Problem details:
Find every line in the records that contains the string "Target", matching case exactly, and copy each of those lines in full.
***
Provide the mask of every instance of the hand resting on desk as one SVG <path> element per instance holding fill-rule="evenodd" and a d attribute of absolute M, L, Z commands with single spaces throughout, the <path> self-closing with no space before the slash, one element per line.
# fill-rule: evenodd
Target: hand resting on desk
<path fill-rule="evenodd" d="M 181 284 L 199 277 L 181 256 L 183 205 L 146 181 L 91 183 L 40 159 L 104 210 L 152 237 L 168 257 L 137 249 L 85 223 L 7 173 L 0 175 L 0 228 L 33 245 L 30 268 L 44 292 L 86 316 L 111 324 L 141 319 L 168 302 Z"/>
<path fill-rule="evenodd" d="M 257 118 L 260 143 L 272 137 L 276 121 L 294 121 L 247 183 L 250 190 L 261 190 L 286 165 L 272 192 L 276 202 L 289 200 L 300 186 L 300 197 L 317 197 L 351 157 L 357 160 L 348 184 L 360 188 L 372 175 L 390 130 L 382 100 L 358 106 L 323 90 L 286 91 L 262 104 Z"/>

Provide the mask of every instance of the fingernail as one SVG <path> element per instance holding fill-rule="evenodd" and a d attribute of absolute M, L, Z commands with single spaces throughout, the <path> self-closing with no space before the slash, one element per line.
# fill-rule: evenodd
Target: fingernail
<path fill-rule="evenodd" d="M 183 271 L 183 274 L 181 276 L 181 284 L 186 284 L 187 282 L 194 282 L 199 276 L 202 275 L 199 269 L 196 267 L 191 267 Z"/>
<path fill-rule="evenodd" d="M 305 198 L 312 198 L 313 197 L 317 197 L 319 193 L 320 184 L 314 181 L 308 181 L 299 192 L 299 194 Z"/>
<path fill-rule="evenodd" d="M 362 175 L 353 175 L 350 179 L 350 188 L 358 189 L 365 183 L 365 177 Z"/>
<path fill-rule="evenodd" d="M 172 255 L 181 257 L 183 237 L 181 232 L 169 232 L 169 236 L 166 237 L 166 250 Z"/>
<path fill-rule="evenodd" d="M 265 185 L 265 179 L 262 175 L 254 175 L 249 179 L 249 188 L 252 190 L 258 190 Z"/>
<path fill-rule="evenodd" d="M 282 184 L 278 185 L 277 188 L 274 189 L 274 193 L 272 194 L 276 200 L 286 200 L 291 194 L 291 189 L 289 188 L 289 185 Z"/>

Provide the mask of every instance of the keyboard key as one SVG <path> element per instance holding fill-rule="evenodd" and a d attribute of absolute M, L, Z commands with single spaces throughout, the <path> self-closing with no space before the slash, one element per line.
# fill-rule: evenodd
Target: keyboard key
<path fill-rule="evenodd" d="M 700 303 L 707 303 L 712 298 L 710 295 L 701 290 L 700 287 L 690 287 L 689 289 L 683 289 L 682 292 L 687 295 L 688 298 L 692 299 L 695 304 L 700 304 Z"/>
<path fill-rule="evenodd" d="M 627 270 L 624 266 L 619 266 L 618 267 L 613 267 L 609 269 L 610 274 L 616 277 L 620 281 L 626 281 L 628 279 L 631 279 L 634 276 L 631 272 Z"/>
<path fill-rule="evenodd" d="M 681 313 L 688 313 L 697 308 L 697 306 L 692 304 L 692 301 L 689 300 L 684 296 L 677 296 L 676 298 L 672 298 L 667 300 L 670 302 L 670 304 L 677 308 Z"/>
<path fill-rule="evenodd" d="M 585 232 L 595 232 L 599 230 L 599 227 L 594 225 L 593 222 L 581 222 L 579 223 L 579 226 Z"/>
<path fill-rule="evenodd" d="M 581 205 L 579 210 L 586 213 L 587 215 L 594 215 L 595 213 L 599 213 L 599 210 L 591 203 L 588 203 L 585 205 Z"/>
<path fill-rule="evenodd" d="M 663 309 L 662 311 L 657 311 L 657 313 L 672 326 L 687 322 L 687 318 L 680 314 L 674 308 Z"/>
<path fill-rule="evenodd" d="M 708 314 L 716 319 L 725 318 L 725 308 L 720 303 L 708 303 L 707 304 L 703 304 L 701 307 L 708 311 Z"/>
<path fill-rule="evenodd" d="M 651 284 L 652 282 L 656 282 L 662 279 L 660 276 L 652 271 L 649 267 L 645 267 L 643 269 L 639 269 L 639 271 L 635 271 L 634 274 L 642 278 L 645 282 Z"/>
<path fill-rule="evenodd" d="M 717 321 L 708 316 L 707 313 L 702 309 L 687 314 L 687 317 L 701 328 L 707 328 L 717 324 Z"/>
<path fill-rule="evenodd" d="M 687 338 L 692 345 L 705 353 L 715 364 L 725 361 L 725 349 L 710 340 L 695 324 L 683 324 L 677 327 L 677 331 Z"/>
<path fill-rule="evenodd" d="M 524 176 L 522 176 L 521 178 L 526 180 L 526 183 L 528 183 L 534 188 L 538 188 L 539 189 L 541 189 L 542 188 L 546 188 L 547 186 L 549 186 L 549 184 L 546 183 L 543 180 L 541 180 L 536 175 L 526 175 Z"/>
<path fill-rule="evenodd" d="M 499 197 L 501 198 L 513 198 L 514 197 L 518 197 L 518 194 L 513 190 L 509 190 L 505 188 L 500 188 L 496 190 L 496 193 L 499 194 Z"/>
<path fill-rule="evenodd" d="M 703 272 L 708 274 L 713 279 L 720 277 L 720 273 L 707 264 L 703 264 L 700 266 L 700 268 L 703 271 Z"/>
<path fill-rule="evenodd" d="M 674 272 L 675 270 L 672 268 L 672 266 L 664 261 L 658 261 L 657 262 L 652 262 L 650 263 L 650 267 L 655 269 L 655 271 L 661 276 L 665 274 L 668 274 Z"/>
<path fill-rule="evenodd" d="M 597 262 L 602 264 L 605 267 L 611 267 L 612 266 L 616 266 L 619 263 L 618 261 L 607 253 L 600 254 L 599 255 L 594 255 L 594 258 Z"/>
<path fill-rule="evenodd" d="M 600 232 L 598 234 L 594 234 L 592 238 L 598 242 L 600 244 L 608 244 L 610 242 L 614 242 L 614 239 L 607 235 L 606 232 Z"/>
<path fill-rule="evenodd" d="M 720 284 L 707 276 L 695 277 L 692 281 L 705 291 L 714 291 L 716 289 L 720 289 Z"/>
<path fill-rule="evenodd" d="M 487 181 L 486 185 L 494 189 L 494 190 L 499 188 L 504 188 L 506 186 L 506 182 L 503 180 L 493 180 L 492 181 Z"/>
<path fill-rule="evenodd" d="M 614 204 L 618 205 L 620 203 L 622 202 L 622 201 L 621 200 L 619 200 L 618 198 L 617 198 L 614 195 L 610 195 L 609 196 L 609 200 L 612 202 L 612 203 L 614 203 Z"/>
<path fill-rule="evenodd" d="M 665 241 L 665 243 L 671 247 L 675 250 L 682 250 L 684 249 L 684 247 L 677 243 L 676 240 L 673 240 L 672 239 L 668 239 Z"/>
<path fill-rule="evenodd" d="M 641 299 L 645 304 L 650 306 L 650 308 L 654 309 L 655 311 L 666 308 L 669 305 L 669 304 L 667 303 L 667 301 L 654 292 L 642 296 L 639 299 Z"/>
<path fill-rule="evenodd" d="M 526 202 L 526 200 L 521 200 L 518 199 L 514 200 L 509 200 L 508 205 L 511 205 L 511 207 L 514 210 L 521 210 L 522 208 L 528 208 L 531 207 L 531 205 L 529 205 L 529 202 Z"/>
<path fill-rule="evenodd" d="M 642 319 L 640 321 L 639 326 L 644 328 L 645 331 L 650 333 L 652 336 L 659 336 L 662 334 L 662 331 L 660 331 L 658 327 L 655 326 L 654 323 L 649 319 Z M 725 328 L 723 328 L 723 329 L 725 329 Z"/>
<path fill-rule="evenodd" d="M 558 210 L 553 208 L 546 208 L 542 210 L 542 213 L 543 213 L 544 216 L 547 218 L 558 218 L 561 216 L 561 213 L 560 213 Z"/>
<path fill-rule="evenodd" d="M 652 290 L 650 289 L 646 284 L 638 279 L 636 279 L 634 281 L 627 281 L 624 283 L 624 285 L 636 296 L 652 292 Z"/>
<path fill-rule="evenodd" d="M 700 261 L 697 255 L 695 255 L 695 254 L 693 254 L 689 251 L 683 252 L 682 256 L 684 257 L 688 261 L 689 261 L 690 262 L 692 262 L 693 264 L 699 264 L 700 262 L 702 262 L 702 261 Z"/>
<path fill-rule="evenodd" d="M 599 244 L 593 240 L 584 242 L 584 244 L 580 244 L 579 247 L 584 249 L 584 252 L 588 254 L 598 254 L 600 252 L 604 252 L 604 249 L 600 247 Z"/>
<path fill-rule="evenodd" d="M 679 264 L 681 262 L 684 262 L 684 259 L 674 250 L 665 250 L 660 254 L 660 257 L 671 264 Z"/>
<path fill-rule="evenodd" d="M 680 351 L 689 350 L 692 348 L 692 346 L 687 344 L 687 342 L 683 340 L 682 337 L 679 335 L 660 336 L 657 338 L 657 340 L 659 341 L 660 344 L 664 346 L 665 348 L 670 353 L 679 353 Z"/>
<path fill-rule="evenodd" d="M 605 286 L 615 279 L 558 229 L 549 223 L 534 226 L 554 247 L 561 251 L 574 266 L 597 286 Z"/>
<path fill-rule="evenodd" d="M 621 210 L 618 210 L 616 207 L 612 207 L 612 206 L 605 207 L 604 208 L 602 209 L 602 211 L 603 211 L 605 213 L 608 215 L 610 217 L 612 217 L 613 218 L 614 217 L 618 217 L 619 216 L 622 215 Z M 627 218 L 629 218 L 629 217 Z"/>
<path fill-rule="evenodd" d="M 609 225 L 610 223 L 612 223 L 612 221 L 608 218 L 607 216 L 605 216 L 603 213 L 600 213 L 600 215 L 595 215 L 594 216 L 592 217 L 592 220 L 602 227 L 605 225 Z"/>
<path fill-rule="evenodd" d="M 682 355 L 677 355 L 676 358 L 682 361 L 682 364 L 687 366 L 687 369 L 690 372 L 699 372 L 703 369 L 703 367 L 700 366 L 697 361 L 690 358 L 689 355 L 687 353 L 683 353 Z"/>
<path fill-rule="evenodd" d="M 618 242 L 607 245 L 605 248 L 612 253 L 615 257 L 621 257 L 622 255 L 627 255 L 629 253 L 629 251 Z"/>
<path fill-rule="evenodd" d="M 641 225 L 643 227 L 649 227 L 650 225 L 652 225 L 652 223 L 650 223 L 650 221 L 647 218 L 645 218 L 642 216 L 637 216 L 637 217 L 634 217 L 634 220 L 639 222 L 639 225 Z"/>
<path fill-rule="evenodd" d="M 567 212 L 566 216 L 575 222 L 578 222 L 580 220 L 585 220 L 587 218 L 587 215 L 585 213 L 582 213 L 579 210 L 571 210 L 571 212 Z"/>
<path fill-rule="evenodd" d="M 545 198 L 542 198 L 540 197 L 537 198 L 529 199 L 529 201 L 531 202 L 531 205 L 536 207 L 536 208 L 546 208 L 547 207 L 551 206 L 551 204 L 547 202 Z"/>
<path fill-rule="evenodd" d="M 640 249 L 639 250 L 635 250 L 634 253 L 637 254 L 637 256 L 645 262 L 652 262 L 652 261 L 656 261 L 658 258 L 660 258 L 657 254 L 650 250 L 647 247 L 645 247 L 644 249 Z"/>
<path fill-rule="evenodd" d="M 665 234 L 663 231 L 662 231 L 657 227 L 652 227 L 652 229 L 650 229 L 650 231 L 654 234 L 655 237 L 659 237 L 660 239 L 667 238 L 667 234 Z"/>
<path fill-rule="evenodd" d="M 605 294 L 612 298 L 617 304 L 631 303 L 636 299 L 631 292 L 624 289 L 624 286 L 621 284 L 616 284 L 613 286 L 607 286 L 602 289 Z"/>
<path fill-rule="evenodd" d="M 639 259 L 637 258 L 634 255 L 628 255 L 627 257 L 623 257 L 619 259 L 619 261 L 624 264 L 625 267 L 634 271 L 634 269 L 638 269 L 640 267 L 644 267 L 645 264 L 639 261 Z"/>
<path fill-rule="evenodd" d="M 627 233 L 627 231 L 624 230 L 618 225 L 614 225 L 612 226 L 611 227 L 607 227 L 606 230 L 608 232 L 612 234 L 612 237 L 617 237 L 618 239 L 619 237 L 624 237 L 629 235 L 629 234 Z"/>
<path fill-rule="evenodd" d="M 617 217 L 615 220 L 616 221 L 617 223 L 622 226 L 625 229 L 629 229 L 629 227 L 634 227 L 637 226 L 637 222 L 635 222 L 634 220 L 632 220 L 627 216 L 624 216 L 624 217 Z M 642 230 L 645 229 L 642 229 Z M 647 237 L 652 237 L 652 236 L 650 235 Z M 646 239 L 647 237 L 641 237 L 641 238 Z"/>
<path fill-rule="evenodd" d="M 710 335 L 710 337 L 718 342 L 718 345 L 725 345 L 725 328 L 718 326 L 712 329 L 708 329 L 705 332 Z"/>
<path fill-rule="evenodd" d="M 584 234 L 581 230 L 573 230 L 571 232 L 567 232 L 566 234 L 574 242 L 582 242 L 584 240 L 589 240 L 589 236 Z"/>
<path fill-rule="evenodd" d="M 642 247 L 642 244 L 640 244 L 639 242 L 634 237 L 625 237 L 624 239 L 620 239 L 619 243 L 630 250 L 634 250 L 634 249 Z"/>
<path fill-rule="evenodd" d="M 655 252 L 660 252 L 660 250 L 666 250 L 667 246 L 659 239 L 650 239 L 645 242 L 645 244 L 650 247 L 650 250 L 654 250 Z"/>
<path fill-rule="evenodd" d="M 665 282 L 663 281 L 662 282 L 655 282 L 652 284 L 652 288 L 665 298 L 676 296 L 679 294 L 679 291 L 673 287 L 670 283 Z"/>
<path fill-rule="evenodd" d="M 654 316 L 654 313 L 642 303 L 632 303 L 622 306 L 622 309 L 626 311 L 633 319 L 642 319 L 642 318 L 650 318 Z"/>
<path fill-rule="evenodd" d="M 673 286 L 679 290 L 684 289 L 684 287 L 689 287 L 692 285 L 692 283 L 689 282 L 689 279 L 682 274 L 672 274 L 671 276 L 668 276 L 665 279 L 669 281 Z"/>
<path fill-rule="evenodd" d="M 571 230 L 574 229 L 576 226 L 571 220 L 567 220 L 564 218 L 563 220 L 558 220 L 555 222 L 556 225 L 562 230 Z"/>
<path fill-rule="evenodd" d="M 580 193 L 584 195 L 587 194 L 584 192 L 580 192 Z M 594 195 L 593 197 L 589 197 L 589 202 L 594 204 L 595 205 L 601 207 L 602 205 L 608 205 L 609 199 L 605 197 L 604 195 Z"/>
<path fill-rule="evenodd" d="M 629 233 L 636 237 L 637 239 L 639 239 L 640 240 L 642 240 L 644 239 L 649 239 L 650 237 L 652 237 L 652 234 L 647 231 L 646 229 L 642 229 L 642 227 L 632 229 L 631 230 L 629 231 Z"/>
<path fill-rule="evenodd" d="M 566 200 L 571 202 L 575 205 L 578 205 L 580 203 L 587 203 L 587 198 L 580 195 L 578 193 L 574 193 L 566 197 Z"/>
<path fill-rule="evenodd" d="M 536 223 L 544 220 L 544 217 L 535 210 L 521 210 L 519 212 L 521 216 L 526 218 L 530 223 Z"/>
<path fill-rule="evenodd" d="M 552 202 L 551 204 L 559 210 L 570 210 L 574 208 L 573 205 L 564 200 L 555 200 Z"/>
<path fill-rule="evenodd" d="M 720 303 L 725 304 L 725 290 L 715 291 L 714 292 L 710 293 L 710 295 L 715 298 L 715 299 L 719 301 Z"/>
***
Answer to the exercise:
Target: hand resting on desk
Target: fingernail
Target: keyboard key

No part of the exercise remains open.